Beginning at whichever line contains "pair like [431,464].", reproduce each line of the records below word for word, ending with the last, and add nothing.

[Natural language region descriptions]
-*-

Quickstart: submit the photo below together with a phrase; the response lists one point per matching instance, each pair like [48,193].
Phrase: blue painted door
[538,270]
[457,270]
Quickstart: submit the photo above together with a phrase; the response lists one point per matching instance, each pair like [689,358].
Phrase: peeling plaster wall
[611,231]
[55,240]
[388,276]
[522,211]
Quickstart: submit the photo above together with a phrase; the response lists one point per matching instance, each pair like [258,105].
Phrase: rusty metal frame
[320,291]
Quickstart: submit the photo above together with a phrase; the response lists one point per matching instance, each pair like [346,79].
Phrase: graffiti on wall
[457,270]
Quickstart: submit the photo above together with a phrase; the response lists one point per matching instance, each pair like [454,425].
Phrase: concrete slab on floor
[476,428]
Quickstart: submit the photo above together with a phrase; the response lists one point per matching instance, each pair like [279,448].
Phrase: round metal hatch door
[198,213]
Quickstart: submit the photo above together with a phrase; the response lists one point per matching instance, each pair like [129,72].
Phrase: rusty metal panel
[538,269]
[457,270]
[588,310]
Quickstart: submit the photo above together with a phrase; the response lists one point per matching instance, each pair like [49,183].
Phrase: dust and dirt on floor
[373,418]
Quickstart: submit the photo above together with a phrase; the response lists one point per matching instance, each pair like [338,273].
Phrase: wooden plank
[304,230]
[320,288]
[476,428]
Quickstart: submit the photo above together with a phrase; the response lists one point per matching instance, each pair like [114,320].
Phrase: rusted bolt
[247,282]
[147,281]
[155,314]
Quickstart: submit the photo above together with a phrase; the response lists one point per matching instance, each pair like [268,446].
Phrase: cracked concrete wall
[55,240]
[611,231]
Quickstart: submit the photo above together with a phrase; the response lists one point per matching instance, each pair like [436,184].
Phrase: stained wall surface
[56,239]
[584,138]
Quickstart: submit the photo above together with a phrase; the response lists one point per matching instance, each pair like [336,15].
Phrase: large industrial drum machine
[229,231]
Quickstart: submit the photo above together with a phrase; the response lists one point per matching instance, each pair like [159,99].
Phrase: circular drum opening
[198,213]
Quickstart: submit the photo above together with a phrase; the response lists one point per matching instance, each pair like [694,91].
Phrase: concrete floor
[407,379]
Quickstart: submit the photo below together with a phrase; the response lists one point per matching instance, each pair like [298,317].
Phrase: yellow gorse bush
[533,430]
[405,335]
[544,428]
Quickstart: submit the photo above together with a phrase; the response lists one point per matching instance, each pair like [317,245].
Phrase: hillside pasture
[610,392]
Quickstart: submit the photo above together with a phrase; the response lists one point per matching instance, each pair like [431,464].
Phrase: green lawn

-*-

Solution below
Quickstart: submit the photo above together with a phrase; the response lists one point per matching instance, each pair like [431,464].
Phrase: green lawn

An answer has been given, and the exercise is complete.